## start MATERIAL PROVIDED

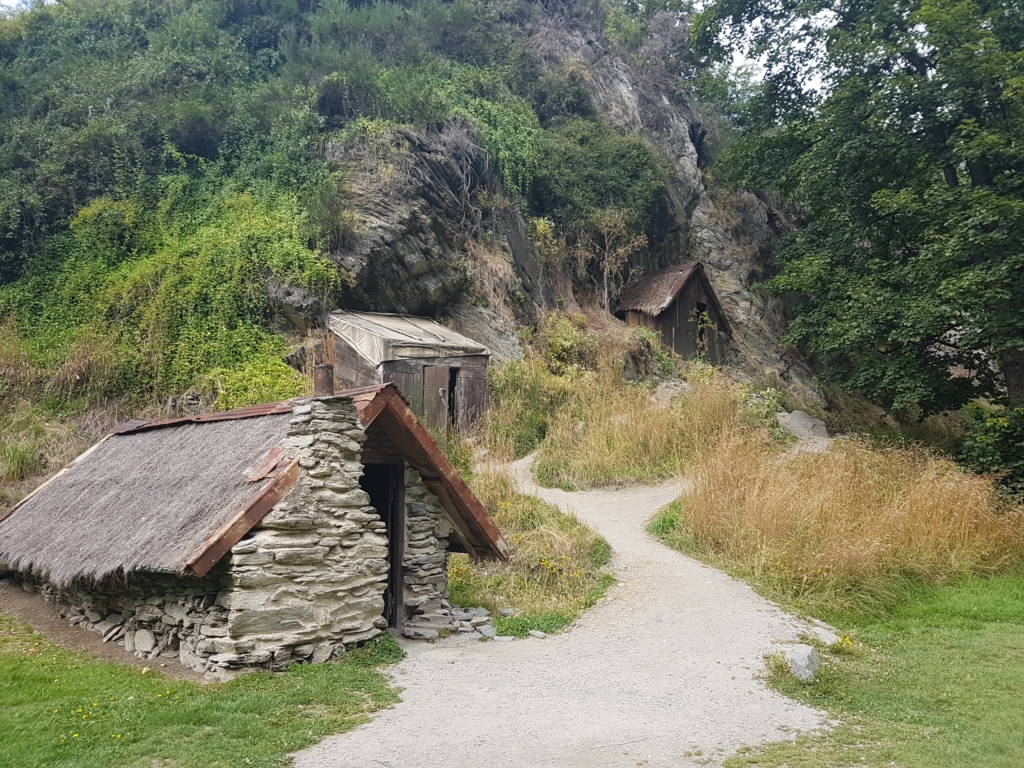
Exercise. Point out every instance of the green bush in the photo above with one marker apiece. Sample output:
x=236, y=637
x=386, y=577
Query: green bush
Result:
x=18, y=460
x=583, y=167
x=520, y=626
x=563, y=341
x=259, y=380
x=994, y=444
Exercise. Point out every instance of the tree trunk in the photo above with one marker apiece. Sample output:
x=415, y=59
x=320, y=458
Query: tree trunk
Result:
x=1012, y=367
x=606, y=284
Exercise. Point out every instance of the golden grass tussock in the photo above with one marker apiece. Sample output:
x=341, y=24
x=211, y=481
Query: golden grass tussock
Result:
x=555, y=562
x=857, y=516
x=616, y=432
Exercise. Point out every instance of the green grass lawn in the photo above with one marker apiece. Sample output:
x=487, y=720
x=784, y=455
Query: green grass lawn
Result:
x=66, y=709
x=937, y=683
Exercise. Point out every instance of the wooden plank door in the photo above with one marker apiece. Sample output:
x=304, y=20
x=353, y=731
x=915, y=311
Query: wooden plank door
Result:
x=470, y=395
x=435, y=396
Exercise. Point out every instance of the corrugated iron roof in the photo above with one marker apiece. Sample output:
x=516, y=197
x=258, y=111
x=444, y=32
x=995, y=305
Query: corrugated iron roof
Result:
x=140, y=499
x=656, y=291
x=380, y=337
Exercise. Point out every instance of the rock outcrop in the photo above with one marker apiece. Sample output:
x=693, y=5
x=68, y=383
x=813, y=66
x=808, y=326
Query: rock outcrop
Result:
x=734, y=235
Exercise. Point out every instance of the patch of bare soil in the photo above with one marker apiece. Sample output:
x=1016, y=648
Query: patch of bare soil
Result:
x=31, y=608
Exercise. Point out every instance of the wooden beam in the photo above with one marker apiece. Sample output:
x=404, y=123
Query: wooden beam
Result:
x=254, y=510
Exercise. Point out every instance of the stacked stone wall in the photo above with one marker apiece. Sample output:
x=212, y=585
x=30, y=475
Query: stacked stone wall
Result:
x=150, y=614
x=309, y=579
x=425, y=562
x=302, y=585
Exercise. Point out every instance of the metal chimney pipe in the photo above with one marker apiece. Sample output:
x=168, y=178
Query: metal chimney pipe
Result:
x=323, y=380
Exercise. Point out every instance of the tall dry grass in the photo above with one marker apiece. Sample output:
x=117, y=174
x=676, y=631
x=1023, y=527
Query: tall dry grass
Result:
x=850, y=524
x=611, y=431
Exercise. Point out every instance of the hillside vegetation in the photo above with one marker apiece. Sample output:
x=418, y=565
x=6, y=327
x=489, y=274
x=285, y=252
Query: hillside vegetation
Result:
x=162, y=164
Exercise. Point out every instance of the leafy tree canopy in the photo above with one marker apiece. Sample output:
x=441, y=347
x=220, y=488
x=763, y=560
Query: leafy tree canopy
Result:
x=893, y=128
x=160, y=163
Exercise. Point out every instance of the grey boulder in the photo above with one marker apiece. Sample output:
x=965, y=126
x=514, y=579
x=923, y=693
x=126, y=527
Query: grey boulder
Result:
x=803, y=662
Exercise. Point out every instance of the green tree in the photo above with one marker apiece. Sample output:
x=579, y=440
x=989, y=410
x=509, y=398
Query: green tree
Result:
x=893, y=129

## end MATERIAL PROVIDED

The records above must be transcribed exactly. Pictures are left out of the copy.

• [OUTPUT FOR THIS EXERCISE]:
Exercise. Point out every instance of the green bush in the photo above with one marker apiece. Sample output:
x=236, y=637
x=386, y=577
Query: green bush
Result:
x=18, y=460
x=583, y=167
x=520, y=626
x=563, y=341
x=259, y=380
x=994, y=444
Exercise. Point out every instance of the tree trunk in the photo above with one marker apiece. Sample output:
x=415, y=59
x=320, y=458
Query: tree trunk
Result:
x=1012, y=367
x=606, y=284
Exercise. Point out every instance of the golden grass tussock in the photo above with one marker apiece. Sample output:
x=341, y=24
x=211, y=481
Query: golden grass tussock
Result:
x=555, y=562
x=857, y=516
x=616, y=432
Exercise. Point out every instance of the green grass lawn in the photo above with one marker apiece. Sample output:
x=487, y=720
x=784, y=455
Query: green grass lawn
Result:
x=66, y=709
x=937, y=683
Exercise. Point out every instance of the wooden plank door in the photo above with one marker apiece. Sample output:
x=304, y=20
x=353, y=731
x=915, y=311
Query: wooden plank door
Result:
x=470, y=395
x=435, y=396
Exercise. Point out every instance of the corrugated iron roof in the photo above with one marker apiece. Sample output:
x=516, y=197
x=258, y=111
x=444, y=32
x=995, y=305
Query: corrugated iron roof
Result:
x=140, y=499
x=656, y=291
x=380, y=337
Exercise. Point out every instance of the rock outcrop in the photo above with one marker apiece. Sample output:
x=693, y=5
x=68, y=383
x=813, y=66
x=808, y=326
Query: rock outcrop
Result:
x=734, y=235
Exercise. Point out every instance of the patch of bare soil in the photo above with one marker apiece. Sample output:
x=1016, y=648
Query: patch of bare soil
Result:
x=31, y=608
Exercise. Point out every instance of the wooden beam in the photo above with one marker apiece. Sample output:
x=404, y=123
Query: wooden beam
Result:
x=254, y=510
Exercise. Point out every instance of the stacked stone wall in the photo above with one marker apiece. Sample output:
x=212, y=585
x=30, y=475
Query: stacked stone wall
Result:
x=150, y=614
x=309, y=579
x=425, y=562
x=302, y=585
Exercise. Point out every instance of the metal chimney pipe in the photo above with one marker apiece. Sample output:
x=168, y=178
Query: metal chimney pipe
Result:
x=323, y=380
Exercise. Point out every instance of the tall dry grass in the photo above with one marker apiece. Sample output:
x=117, y=174
x=676, y=631
x=1023, y=527
Query: tall dry grass
Result:
x=850, y=524
x=611, y=431
Exercise. Point out every instance of the hillside vegetation in the photo above with one marker apiece. Sample output:
x=418, y=565
x=6, y=327
x=489, y=274
x=285, y=252
Query: hillside vegetation
Result:
x=162, y=164
Exercise. Point out every instance of the leafy tree canopy in the photo above with one marker apiece. Sample output:
x=441, y=347
x=220, y=488
x=763, y=560
Query: leafy tree canopy
Result:
x=893, y=128
x=160, y=163
Exercise. Point out every instance of the grey boulder in the photo above with one marker apiece. Sample output:
x=965, y=126
x=514, y=579
x=923, y=693
x=126, y=527
Query: grey boulder
Result:
x=803, y=662
Exercise. Point out every instance of the green tree in the photo above with one marker apiece. Sample output:
x=579, y=440
x=989, y=410
x=509, y=398
Query: green tree
Result:
x=893, y=129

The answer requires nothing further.